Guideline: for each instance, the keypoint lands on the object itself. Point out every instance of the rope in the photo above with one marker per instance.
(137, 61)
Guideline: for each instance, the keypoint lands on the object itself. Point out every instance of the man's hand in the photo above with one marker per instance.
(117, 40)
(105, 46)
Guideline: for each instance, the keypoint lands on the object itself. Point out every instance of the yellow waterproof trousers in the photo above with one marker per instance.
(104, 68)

___

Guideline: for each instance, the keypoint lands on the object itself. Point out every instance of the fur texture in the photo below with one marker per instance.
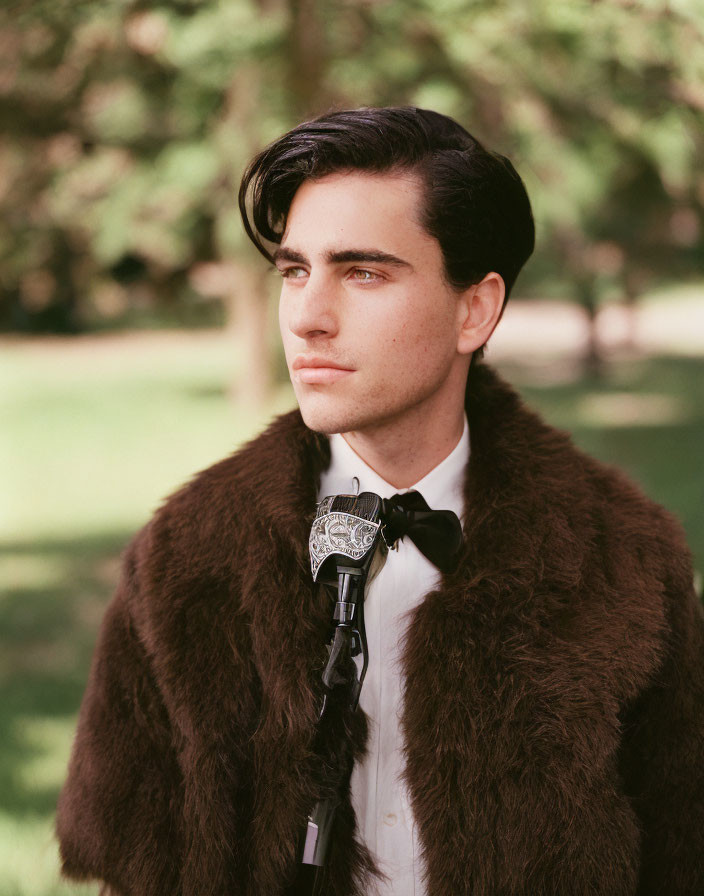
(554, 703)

___

TASK:
Please identify each line in the items that contains the string "instance" and copy those lines out in full.

RESPONSE FOR THIS EXERCISE:
Guideline: for each instance, the keypoint lands on the object itself. Point out every instance of the rope in the photo above with one marker per instance.
Guideline: for each instance, the keypoint lands on the object itself. Point out every instance of the man's hand in the photo above with one marker per instance.
Guideline: for each instance, the keypoint lands on the object itself. Point out every instance of the yellow waterproof trousers in the photo above with one marker per instance.
Guideline: for each instance, the keypoint lands on the object itself. Point out every instance of the fur texture in the photo below with one marker per instance.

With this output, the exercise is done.